### PASSAGE ###
How We Give

How we give is even more important than what we give. We, myself included, too often forget the actual definition of the word give. That definition says that to give means to “freely transfer the possession of something to someone.”

The key word there is “freely.” To me that means to expect nothing in return. Absolutely nothing.

That’s a lot harder to do than it sounds. You may think differently. You may think that you always give without expecting anything in return. But then you don’t send a holiday card to someone next year because they didn’t send you one this year.

Maybe you make a mental note of the value of the graduation gift your son or daughter received from one of your close friends. That determines the approximate value of the gift you’ll give to the kids of that friend.

In cases like that you’re not “freely” giving. You’re making a trade. Your “giving nature” is impacted by what you receive in return.

But maybe you don’t expect anything in return. Except for a bit of recognition or attention for your generous nature. If you expect to be recognized as a giver then you’re expecting something in return.

If you’re expecting something in return it’s not truly giving. Whatever you’ve given it’s certainly not “freely transferred.”

Here’s a little test for you. Do something extra for someone today. Do not let them or anyone else know you did it for them. If you’re like most people, including me, you’ll find the first half of that test far easier to accomplish than the second part. That’s because we have egos and those egos need to be fed. They are hungry little critters.
### DATA LINES ###
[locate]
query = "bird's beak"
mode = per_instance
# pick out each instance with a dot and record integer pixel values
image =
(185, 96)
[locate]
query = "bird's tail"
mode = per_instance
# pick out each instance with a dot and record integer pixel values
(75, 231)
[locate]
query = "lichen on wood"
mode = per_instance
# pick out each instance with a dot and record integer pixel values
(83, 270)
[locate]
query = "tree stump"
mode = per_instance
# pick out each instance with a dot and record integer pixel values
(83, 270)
###
INSTRUCTION — Reproduce the entire essay on giving word for word, from its title through the final sentence.

FULL RESPONSE —
How We Give

How we give is even more important than what we give. We, myself included, too often forget the actual definition of the word give. That definition says that to give means to “freely transfer the possession of something to someone.”

The key word there is “freely.” To me that means to expect nothing in return. Absolutely nothing.

That’s a lot harder to do than it sounds. You may think differently. You may think that you always give without expecting anything in return. But then you don’t send a holiday card to someone next year because they didn’t send you one this year.

Maybe you make a mental note of the value of the graduation gift your son or daughter received from one of your close friends. That determines the approximate value of the gift you’ll give to the kids of that friend.

In cases like that you’re not “freely” giving. You’re making a trade. Your “giving nature” is impacted by what you receive in return.

But maybe you don’t expect anything in return. Except for a bit of recognition or attention for your generous nature. If you expect to be recognized as a giver then you’re expecting something in return.

If you’re expecting something in return it’s not truly giving. Whatever you’ve given it’s certainly not “freely transferred.”

Here’s a little test for you. Do something extra for someone today. Do not let them or anyone else know you did it for them. If you’re like most people, including me, you’ll find the first half of that test far easier to accomplish than the second part. That’s because we have egos and those egos need to be fed. They are hungry little critters.